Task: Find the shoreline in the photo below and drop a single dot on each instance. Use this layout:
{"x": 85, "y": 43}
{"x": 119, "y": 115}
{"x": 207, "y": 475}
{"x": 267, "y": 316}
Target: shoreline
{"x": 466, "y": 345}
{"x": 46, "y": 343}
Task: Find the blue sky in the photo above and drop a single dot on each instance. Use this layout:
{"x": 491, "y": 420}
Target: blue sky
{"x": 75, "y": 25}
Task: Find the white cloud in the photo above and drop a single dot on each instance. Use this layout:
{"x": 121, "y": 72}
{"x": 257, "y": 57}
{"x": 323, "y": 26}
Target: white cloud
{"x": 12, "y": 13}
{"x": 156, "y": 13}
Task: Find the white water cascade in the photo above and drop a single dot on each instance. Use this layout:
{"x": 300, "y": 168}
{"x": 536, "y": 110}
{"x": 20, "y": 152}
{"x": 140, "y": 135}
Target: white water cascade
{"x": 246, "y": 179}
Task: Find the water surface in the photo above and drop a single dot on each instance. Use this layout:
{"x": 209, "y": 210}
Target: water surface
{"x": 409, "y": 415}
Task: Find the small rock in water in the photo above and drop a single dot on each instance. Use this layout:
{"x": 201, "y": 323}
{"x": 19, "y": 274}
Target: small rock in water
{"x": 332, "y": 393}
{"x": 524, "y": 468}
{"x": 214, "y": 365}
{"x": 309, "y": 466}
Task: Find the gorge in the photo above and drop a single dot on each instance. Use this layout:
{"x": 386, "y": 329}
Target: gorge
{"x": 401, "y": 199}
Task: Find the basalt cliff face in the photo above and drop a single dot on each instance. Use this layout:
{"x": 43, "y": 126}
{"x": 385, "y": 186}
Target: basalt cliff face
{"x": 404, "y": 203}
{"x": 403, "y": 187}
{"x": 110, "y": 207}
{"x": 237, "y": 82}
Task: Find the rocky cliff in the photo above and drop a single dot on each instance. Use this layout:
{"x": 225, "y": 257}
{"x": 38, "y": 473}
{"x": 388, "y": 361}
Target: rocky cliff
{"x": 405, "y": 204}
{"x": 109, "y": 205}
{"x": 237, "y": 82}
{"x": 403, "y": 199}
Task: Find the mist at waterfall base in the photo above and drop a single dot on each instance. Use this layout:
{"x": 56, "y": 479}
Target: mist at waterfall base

--

» WHAT THE TASK ASKS:
The required result is an exact repeat of the records above from the line containing "Task: Find the mist" to their final line.

» RESPONSE:
Task: Find the mist at waterfall base in the photo above and drop a single dot on each instance. Use this layout:
{"x": 56, "y": 479}
Target: mist at waterfall base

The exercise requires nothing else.